**Source excerpt:**
------------------------------------------------

Legislative Assembly for the ACT: 1995 Week 7 Hansard (17 October) . . Page.. 1696..
Debate resumed from 24 August 1995, on motion by Mr Humphries:
That this Bill be agreed to in principle.
MS FOLLETT (Leader of the Opposition) (11.20): Mr Speaker, the Australian Labor Party opposes this Bill. We oppose this Bill on the basis that it attacks a fundamental principle of democracy, that is, the right of freedom of speech. The right of freedom of speech is a fundamental human right which the High Court has ruled is implied in the Australian Constitution. Freedom cannot be restricted without being denied, so the restriction proposed in Mr Humphries's legislation is, in fact, a denial of freedom of speech.
The restriction proposed is to ban the distribution of how-to-vote cards, or any other form of canvassing for votes, within 100 metres of the entrance to a polling place on election day. This means that information pamphlets, posters or even discussions with other voters by party workers are banned from within that 100-metre area. Despite the longstanding tradition of access to such information in the ACT, this Government, which alleges that it supports a consultative, open and council style of government, proposes to ban this access. The fact of the matter is that how-to-vote cards are available during council elections throughout mainland Australia. How-to-vote cards have been a fundamental part of the electoral process in the ACT since the first elections were conducted here.

------------------------------------------------

**Work to complete:**
1. Summarize the Hansard excerpt on the proposed polling-place canvassing ban in two sentences.
2. Write the next passage of the Hansard excerpt on the polling-place canvassing ban, beginning after its final sentence.
The data after the Hansard excerpt has no connection to it.

**Available data:**
------------------------------------------------

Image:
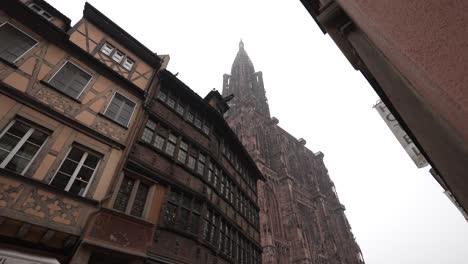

------------------------------------------------

**Results of the tasks:**
1. Ms Follett, Leader of the Opposition, said the Australian Labor Party opposes Mr Humphries's Bill because it restricts freedom of speech, a fundamental right the High Court has ruled is implied in the Australian Constitution. The Bill would ban how-to-vote cards and other canvassing within 100 metres of a polling place entrance on election day, despite such cards having been part of ACT elections since the first ones were held.

2.
Mr Speaker, the right to participate in the electoral process is a freedom that should be enjoyed by all Canberra citizens. This attack on the freedom to participate in this particular way is clearly aimed at the Australian Labor Party in a politically partisan move. But the ban affects the rights of all Canberra citizens, whether they belong to the Australian Labor Party, to any other political party or to no party at all. Any Canberran now can assist a candidate, any candidate in fact, on election day in the ACT, just as people can everywhere else in Australia with the exception of Tasmania. Every Canberran can choose to contribute a few hours on election day to hand out how-to-vote cards for any candidate that they wish to support. This is a very cheap and easy way for people to actively participate in the electoral process, and many of them in fact choose to do so.
I think that we would all encourage more citizens to participate in the electoral process, but since the introduction of this Bill we must now have our doubts about the Liberal Party. Their objective here is to limit citizens' rights to participate, by banning what is a cheap and easy method of political activity. That ban, Mr Speaker, applies to all citizens, regardless of their political view. Indeed, on this issue, as we well know, the Liberal Party itself is not united. They are being dragged along by the zealousness of a few within the party, and indeed a few outside of it as well.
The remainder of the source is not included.